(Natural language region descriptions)
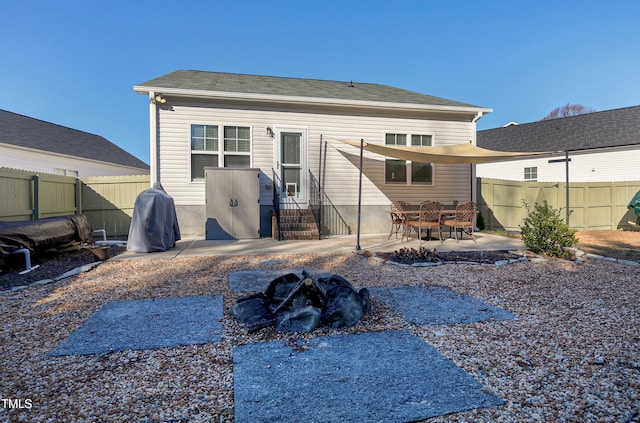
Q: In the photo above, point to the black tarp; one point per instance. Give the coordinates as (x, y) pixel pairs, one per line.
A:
(154, 225)
(42, 234)
(292, 304)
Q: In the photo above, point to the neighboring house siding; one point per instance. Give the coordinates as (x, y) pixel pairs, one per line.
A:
(47, 162)
(451, 182)
(608, 165)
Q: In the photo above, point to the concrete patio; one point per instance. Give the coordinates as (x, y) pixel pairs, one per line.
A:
(374, 243)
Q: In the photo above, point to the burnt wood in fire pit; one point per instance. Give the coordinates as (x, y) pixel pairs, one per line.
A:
(301, 305)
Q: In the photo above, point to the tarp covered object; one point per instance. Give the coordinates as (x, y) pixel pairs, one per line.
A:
(154, 225)
(42, 234)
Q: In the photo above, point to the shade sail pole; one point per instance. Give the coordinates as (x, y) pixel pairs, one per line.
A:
(359, 195)
(566, 166)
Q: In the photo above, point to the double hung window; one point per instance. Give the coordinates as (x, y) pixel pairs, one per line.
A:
(531, 173)
(219, 146)
(404, 171)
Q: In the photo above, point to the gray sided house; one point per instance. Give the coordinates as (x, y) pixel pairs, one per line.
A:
(218, 137)
(601, 146)
(38, 146)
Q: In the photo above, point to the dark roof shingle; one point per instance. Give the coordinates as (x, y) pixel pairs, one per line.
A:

DIRECTIONS
The expected answer is one number: how many lines above contain "house".

SOLVED PROBLEM
2